● Assignment: Write all entries out exactly, images excluded.

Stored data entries
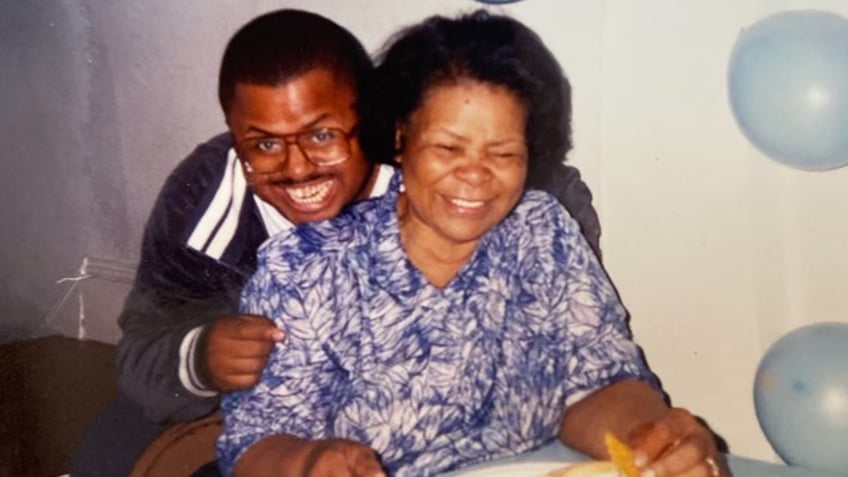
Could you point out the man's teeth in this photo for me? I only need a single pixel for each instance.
(309, 194)
(467, 204)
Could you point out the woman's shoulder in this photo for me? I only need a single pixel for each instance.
(540, 211)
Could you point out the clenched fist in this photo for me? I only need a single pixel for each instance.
(233, 351)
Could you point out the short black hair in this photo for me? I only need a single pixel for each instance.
(279, 46)
(492, 49)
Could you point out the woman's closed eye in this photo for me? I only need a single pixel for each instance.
(507, 155)
(267, 145)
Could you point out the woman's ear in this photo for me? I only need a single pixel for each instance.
(399, 134)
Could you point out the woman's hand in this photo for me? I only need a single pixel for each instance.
(676, 444)
(284, 455)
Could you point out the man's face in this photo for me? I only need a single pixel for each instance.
(296, 187)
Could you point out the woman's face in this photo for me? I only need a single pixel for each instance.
(464, 160)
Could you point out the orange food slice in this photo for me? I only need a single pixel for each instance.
(621, 455)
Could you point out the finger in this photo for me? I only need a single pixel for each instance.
(237, 349)
(236, 367)
(255, 327)
(653, 439)
(686, 456)
(237, 382)
(250, 328)
(364, 462)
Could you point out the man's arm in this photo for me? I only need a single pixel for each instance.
(177, 294)
(564, 183)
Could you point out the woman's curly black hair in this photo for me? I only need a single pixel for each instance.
(492, 49)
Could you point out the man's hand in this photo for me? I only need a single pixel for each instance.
(284, 455)
(234, 349)
(341, 458)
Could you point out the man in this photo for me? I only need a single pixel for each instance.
(296, 91)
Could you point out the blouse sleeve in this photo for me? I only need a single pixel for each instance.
(580, 296)
(294, 395)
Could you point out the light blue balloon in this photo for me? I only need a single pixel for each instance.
(801, 397)
(788, 86)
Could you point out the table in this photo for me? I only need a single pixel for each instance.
(740, 466)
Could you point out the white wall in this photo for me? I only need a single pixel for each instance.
(716, 249)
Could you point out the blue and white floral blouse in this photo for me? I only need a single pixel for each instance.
(431, 378)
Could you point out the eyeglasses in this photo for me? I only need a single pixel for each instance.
(320, 146)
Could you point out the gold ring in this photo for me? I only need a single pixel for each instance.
(711, 463)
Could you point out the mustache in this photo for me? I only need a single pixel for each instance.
(279, 178)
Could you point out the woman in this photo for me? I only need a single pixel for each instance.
(458, 318)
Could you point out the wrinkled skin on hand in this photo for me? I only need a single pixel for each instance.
(234, 349)
(676, 444)
(341, 458)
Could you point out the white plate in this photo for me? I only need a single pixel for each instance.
(521, 469)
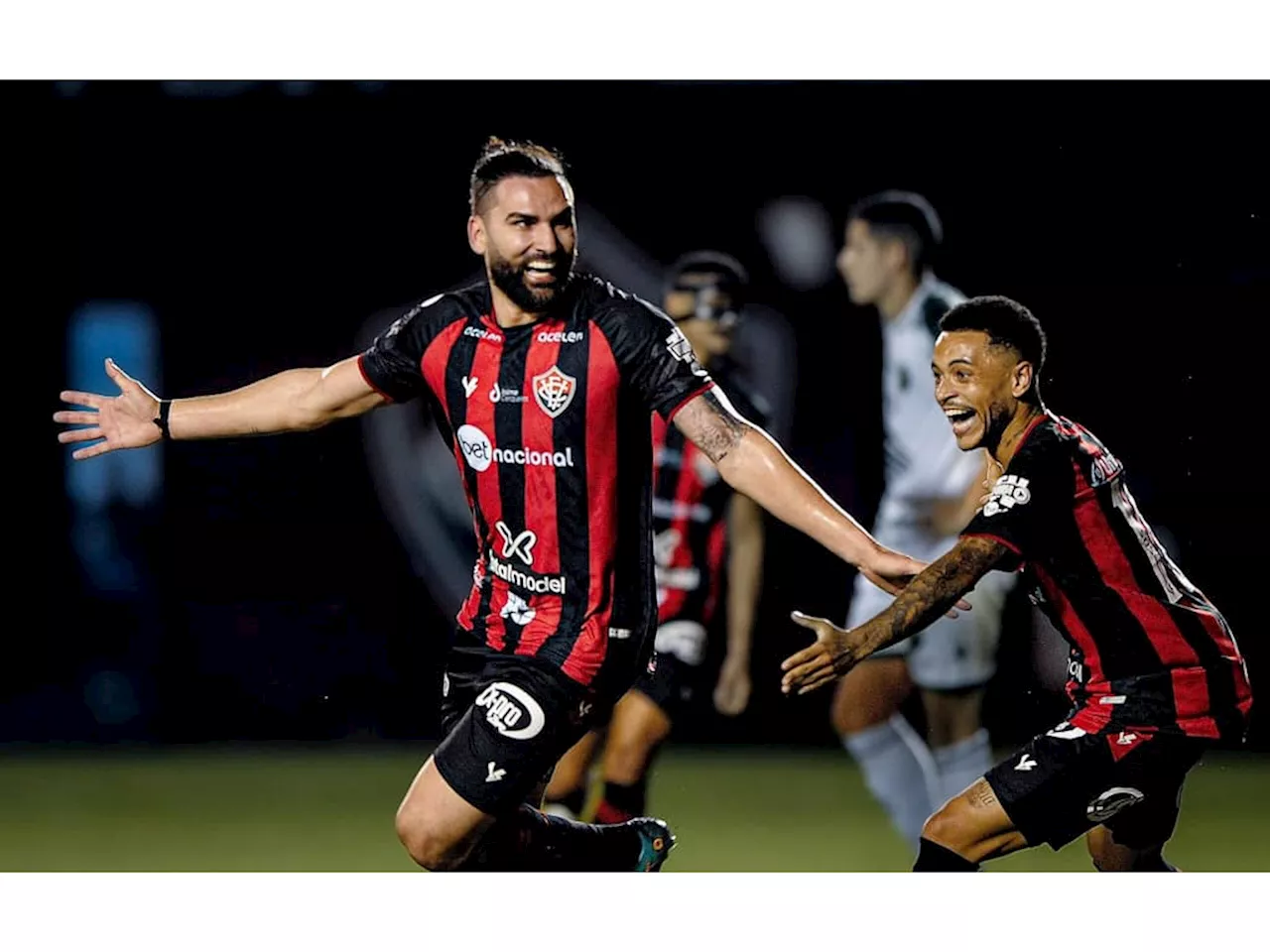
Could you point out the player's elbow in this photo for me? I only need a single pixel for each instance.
(748, 461)
(423, 843)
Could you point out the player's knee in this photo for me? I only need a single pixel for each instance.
(1109, 856)
(848, 716)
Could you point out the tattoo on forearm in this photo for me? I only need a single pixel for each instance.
(980, 794)
(719, 430)
(938, 589)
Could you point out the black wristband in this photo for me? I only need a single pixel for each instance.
(162, 419)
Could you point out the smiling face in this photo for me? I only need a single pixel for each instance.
(978, 385)
(526, 232)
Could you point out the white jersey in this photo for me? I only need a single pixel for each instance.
(922, 460)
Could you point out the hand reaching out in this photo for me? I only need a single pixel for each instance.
(123, 421)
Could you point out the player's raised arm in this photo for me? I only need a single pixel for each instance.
(922, 601)
(293, 400)
(754, 465)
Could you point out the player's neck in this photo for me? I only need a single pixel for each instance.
(1015, 431)
(896, 298)
(507, 313)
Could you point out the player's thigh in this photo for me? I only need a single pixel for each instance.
(870, 693)
(638, 728)
(957, 654)
(974, 824)
(521, 720)
(1141, 805)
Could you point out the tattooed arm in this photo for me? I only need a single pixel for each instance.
(925, 599)
(753, 465)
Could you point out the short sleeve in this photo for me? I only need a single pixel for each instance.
(393, 363)
(653, 356)
(1026, 498)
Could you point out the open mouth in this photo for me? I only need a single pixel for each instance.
(960, 419)
(540, 273)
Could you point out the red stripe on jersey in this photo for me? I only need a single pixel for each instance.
(1191, 684)
(688, 492)
(540, 498)
(480, 414)
(602, 388)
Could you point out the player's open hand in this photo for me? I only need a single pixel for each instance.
(731, 692)
(125, 421)
(828, 658)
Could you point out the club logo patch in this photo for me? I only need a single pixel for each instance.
(554, 391)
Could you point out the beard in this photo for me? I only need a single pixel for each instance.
(511, 280)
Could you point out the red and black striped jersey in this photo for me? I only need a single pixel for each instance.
(549, 424)
(1148, 651)
(690, 515)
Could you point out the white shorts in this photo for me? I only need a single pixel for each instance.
(951, 654)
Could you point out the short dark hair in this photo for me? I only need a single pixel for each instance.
(1007, 324)
(903, 216)
(502, 158)
(726, 272)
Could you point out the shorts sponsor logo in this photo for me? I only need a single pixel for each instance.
(561, 336)
(481, 334)
(517, 544)
(1066, 731)
(512, 711)
(1111, 801)
(535, 584)
(517, 610)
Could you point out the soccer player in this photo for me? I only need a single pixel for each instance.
(1156, 675)
(930, 494)
(697, 520)
(543, 381)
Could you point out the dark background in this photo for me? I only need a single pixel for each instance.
(263, 223)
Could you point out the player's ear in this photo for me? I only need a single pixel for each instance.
(476, 238)
(1021, 379)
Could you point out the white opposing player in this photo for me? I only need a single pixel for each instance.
(931, 492)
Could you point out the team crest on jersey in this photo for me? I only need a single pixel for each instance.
(706, 471)
(554, 391)
(1007, 492)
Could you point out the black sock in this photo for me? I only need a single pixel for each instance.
(931, 857)
(622, 801)
(572, 801)
(530, 841)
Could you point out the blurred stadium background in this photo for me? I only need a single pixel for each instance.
(235, 665)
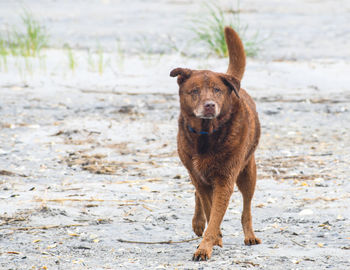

● Response area:
Could you point out the man's teeth in this photo for me? I only need a single pixel for each instance.
(309, 194)
(467, 204)
Could you point out the woman's shoulder in this photo for me? I only need a single pixel for each instance.
(540, 211)
Could you point out the clenched fist in this photo for me? I only need a single pixel for each instance.
(233, 351)
Could you point out the short black hair in this photo for me? I only need a single pixel for each instance.
(279, 46)
(492, 49)
Could you point out the woman's closed eye in this photo for me? I only need a single pixel for each instance.
(507, 155)
(267, 145)
Could you point out the woman's ear in this photo for me? I only need a single pixel for each instance.
(399, 134)
Could you point out the woman's hand in this photo for me? I only need a single pixel for each instance.
(676, 444)
(284, 455)
Could you point out the man's face in this photo for me? I only need a single pixel for each instance.
(296, 187)
Could you point out the woman's face in this photo for me? I only need a single pixel for each instance.
(464, 160)
Could you point out the orange food slice in this photo for me? I only need a single pixel for each instance.
(621, 455)
Could you point out the finger in this photo for me? I only need a single pixel for each instance.
(237, 349)
(236, 367)
(255, 327)
(653, 439)
(686, 456)
(237, 382)
(250, 328)
(364, 462)
Could you point out the man's arm in this photo for me? I only need a single pixel for each instance.
(177, 294)
(564, 183)
Could you point out the woman's curly black hair in this photo for me? I only need a single pixel for each instance.
(492, 49)
Could you point out the man's hand in this photo for me? I only need a single pixel for each instance.
(284, 455)
(234, 349)
(341, 458)
Could you point out the man in this photo for me? I only need a single pixel for each instance.
(296, 91)
Could you point out the blouse sleeve in this photo for me? I only need a single pixel for each instance.
(580, 296)
(294, 395)
Could you point out the light blue balloon in this photo for me? I only need a single pixel for each instance.
(801, 397)
(788, 86)
Could you point out the table in this photo for me? I only need a single pixel for each instance.
(740, 466)
Could you point out the white wall in this photo for me? I only need a single pixel for each instance.
(716, 249)
Could you point out the blue and white floral blouse in this photo for me? I only need a single pixel for each instance.
(431, 378)
Could you point out the eyeglasses in this photo for me? I only need a single pixel for each instance.
(320, 146)
Could you point out the gold ring in this photo for me? I only need a single pixel for each instance.
(711, 463)
Could you point out the mustache in this photo for me? I only need a single pixel for each instance.
(279, 178)
Could you point out the woman in this photo for me? I only need a single pixel for each instance.
(458, 318)
Could you point out the wrinkled skin on hand in this photo for me? I only need a single pixel for each instance.
(234, 349)
(676, 444)
(341, 458)
Could you point out the white plate in this photo for me? I only need a single pixel for each instance.
(521, 469)
Could you point out the player's elbow in this photo for me? I only need a single pixel for each instance.
(748, 461)
(423, 843)
Could you point out the player's knee in this photo for me? I only need a single pixel for each instance.
(1109, 856)
(848, 716)
Could you point out the tattoo on forearm in this photo for me? I only need a single pixel for each instance.
(980, 794)
(719, 430)
(938, 589)
Could you point out the black wristband in this photo for me? I only need a single pixel for each instance.
(162, 419)
Could you point out the smiling face in this photo for me? I only need a single pixel for each instance.
(978, 385)
(526, 232)
Could you point out the white jersey in this photo for me? I only need a single pixel for each instance.
(922, 460)
Could you point out the hand reaching out in this photo for me? I only need a single pixel for each instance.
(123, 421)
Could you point out the player's raised arm in this photo for me? I only need a single pixel for each instance.
(922, 601)
(293, 400)
(754, 465)
Could you point out the player's neck in this photo for me? I only need a single pixel for each instance.
(1015, 431)
(896, 298)
(507, 313)
Could you point out the player's thigh in this photo for me? I only need a single pixel for each instance.
(870, 693)
(638, 728)
(957, 654)
(974, 824)
(521, 720)
(1141, 805)
Could you point out the tattooed arm in this photo for me? I only need a single pixel for each instance.
(925, 599)
(753, 465)
Could you point out the short sleeve in this photo for me? I only need a single pixel for each instance.
(393, 363)
(653, 356)
(1026, 498)
Could you point out the open mouth in this photo for me? I only need a single pixel for each instance.
(960, 419)
(540, 273)
Could you point out the red stripe on jersey in this photo for me? I only need a single pixel for each instance.
(1191, 684)
(688, 492)
(540, 498)
(480, 414)
(602, 388)
Could you point out the player's open hand in this photo for me? I only need a single pixel for each instance.
(731, 692)
(125, 421)
(828, 658)
Could you point out the club logo patch in this photo for me? I only need a single pixel for each instance.
(554, 391)
Could you point out the beard in this photo for me? I only need a single pixel for each instance.
(511, 280)
Could you point out the red and black striped jersey in this photo for me? I only need a single pixel for each instance.
(549, 424)
(1148, 651)
(690, 515)
Could you point out the white shorts in this photo for me? I only need a single pixel for each instance.
(951, 654)
Could you point out the short dark hair in this photo for me? I only need a single pixel for each instance.
(1007, 324)
(903, 216)
(502, 158)
(726, 272)
Could you point out the shorts sponsor logo in this photo for me? I only need a single pixel for each instance.
(561, 336)
(481, 334)
(517, 544)
(1066, 731)
(512, 711)
(1111, 801)
(535, 584)
(517, 610)
Could you point out the soccer player in this photo for me? I only need a single pixel for each instance.
(1156, 675)
(930, 494)
(697, 520)
(543, 381)
Could you point out the dark background in this photo for me? I only need a single pixel for each instance.
(263, 223)
Could you point out the player's ear in this photo for me? I only need a single pixel for each instance.
(476, 238)
(1021, 379)
Could you point out the white opposing player in this photo for me? I only need a single pixel for each instance.
(931, 492)
Could you point out the team crest on jersey in this photo for me? I only need a single pixel for each instance.
(706, 471)
(554, 391)
(1007, 492)
Could you point out the black sock in this photo for me? I only need a single pixel for each instance.
(931, 857)
(622, 801)
(572, 801)
(530, 841)
Could you point out the blurred stadium background in this photo for me? I only need a single pixel for each instance.
(235, 665)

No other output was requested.